(Information)
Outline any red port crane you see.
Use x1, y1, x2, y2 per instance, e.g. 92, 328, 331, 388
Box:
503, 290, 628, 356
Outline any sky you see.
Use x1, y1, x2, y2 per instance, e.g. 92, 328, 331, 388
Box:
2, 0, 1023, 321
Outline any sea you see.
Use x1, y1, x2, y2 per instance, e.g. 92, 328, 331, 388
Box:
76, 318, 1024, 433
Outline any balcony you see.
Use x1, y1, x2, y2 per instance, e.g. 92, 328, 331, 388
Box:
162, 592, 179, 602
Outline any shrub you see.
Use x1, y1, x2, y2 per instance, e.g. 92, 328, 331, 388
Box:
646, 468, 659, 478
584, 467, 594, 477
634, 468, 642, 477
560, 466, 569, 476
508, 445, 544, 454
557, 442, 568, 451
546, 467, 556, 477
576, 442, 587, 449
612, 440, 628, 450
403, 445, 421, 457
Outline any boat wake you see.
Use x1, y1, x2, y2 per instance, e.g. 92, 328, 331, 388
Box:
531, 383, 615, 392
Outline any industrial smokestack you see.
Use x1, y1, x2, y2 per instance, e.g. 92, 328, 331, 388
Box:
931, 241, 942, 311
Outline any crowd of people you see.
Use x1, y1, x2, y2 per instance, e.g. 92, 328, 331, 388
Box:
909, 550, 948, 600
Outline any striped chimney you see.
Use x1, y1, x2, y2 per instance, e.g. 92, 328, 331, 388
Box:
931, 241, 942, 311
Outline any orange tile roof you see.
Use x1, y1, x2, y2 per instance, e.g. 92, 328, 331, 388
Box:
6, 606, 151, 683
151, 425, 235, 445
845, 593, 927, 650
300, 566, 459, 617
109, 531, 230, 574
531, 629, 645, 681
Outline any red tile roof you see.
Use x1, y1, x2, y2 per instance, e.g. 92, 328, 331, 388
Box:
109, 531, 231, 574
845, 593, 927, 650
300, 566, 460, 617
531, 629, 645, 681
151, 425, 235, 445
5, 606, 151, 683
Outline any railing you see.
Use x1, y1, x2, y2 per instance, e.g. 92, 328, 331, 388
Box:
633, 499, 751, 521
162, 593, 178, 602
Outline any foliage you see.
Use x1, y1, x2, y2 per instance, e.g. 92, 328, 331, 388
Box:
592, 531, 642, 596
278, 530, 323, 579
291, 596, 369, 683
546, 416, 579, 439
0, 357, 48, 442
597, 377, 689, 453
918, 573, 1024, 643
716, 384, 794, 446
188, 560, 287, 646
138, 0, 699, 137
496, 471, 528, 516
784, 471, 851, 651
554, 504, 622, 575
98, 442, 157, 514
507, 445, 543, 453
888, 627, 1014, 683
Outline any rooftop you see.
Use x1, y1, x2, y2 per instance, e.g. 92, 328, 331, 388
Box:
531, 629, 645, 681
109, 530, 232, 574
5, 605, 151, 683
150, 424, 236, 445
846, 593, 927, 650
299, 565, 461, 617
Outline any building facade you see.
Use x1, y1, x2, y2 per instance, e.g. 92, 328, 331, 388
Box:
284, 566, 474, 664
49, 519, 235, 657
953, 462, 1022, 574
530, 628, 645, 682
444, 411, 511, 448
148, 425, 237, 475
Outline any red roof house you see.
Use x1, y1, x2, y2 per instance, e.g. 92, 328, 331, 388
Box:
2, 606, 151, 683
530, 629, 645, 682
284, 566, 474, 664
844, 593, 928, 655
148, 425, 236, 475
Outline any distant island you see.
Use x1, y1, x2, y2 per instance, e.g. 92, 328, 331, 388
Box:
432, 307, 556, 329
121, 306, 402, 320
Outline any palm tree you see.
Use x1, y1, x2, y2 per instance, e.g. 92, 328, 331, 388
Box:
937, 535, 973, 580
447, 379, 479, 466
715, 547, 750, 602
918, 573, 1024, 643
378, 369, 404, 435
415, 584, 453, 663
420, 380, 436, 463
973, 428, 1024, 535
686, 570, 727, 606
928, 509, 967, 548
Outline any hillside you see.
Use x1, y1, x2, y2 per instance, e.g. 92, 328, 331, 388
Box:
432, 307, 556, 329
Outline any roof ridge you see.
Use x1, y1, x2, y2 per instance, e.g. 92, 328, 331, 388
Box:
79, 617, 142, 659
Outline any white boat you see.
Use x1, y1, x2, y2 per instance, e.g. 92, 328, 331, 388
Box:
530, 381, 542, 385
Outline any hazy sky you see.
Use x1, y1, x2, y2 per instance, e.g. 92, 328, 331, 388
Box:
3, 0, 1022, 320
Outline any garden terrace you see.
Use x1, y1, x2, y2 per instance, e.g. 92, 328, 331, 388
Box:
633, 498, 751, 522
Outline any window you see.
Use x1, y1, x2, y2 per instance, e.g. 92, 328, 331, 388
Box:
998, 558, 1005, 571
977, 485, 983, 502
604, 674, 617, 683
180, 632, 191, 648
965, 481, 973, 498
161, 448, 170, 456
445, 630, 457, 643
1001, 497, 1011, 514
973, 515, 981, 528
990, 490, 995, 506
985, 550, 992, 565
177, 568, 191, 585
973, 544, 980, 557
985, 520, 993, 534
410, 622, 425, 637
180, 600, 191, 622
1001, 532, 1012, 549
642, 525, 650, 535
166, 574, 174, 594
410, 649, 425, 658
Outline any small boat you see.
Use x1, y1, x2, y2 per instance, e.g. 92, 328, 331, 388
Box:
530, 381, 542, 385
(End Information)
| Action item |
Check each line of the records for "boat" and copy the ones that contain it.

| Task solution |
Outline any boat wake you see.
Outline any white boat you see.
Outline any small boat you see.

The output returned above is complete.